**ANLEITUNG ZUR AUFGABE:**
Wiederhole aus dem Text über Selbsthilfe für Jugendliche wortgetreu den Abschnitt von „Jugendliche sind oft“ bis einschließlich „Selbsthilfe zu nutzen.“.

**BEREITGESTELLTER AUSZUG:**
+++
Selbsthilfe: Eine Chance auch für Jugendliche

Jugendliche sind oft skeptisch beim Thema Selbsthilfe. Eine Website und Informationsmaterial soll jetzt jungen Menschen die Scheu vor Selbsthilfegruppen nehmen.

Von Ina Harloff Veröffentlicht:
Eine Internetseite soll junge Menschen auf die Möglichkeiten der Selbsthilfe aufmerksam machen.

Eine Internetseite soll junge Menschen auf die Möglichkeiten der Selbsthilfe aufmerksam machen.

© ill

BERLIN. Selbsthilfe ist eher was für ältere Menschen. Die treffen sich einmal die Woche, um über ihre Krankheit zu reden. Solche und andere Klischees seien mit dem Thema Selbsthilfe verknüpft, sagt Miriam Walther von der Nationalen Kontakt- und Informationsstelle zur Anregung und Unterstützung von Selbsthilfegruppen (NAKOS). Diese Klischees machten es jedoch nicht leichter, auch junge Leute zu motivieren, die Möglichkeiten der Selbsthilfe zu nutzen.

Darum hat NAKOS im Januar 2009 das vom Bundesfamilienministerium für ein Jahr geförderte Projekt "Junge Menschen in der Selbsthilfe - Junge Menschen in die Selbsthilfe" ins Leben gerufen. Das Projekt hat sich vor allem darauf fokussiert, valide Informationen zu dem Thema zu sammeln und sie in Informationsbroschüren, Postkarten und Plakaten sowie auf einer Website für die Zielgruppe selbst aufzuarbeiten.

"Als wir zu Beginn des Projekts nach Forschungsmaterial speziell zur Selbsthilfe für junge Leute suchten, haben wir so gut wie gar nichts dazu gefunden", sagt Walther. "Darum haben wir in vier Expertisen Voraussetzungen und Strategien für eine erfolgreiche Motivation junger Leute zur Selbsthilfe beleuchtet". Den Projektverantwortlichen sei klar gewesen, dass hier zwingender Handlungsbedarf bestehe.
+++
(Einträge aus einem Datensatz)
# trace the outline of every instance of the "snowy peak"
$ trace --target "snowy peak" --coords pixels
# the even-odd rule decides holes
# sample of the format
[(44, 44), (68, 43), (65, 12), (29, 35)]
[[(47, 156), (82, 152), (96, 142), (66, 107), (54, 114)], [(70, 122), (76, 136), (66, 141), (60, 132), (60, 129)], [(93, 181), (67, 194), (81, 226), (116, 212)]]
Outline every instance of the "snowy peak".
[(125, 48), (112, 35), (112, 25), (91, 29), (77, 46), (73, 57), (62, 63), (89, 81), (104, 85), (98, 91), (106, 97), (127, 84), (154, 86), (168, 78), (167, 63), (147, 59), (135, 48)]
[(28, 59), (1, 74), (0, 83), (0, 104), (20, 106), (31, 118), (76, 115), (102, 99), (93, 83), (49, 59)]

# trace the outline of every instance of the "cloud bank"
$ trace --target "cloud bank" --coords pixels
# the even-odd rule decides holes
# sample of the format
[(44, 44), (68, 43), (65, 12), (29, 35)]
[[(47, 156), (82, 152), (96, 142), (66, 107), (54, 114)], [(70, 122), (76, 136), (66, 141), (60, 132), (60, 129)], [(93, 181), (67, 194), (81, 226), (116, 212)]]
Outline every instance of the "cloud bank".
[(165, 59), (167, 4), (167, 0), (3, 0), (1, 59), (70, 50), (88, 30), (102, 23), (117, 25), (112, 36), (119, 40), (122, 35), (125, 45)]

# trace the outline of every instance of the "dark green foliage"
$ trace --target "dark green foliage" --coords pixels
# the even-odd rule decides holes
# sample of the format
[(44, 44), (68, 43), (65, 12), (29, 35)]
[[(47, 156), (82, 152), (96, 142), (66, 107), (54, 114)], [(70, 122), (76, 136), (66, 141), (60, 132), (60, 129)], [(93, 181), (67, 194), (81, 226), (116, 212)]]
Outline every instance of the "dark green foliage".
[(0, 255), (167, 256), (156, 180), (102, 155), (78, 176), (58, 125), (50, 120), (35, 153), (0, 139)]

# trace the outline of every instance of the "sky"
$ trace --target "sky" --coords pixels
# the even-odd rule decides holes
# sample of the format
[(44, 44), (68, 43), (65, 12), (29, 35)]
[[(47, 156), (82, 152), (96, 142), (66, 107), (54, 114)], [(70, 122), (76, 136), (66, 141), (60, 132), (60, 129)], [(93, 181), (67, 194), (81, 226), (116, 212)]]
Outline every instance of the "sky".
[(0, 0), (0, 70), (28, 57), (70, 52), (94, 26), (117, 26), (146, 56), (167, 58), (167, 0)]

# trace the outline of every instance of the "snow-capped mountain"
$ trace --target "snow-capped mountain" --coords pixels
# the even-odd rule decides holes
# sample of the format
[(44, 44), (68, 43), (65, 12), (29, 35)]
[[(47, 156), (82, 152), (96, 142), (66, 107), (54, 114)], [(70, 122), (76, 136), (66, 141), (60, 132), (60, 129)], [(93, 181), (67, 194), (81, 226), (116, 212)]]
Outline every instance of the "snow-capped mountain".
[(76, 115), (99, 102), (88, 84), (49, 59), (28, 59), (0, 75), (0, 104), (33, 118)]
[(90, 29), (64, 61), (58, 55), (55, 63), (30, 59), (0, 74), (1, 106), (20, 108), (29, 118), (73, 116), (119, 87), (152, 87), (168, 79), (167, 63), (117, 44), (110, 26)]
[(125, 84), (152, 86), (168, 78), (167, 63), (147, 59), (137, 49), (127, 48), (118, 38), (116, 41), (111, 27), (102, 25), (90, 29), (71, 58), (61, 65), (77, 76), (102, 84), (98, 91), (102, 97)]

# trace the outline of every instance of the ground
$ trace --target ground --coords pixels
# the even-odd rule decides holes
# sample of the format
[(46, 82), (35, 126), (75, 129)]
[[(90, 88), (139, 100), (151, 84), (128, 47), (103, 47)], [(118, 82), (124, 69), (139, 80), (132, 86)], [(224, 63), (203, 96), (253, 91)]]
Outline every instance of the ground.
+++
**LÖSUNG:**
Jugendliche sind oft skeptisch beim Thema Selbsthilfe. Eine Website und Informationsmaterial soll jetzt jungen Menschen die Scheu vor Selbsthilfegruppen nehmen.

Von Ina Harloff Veröffentlicht:
Eine Internetseite soll junge Menschen auf die Möglichkeiten der Selbsthilfe aufmerksam machen.

Eine Internetseite soll junge Menschen auf die Möglichkeiten der Selbsthilfe aufmerksam machen.

© ill

BERLIN. Selbsthilfe ist eher was für ältere Menschen. Die treffen sich einmal die Woche, um über ihre Krankheit zu reden. Solche und andere Klischees seien mit dem Thema Selbsthilfe verknüpft, sagt Miriam Walther von der Nationalen Kontakt- und Informationsstelle zur Anregung und Unterstützung von Selbsthilfegruppen (NAKOS). Diese Klischees machten es jedoch nicht leichter, auch junge Leute zu motivieren, die Möglichkeiten der Selbsthilfe zu nutzen.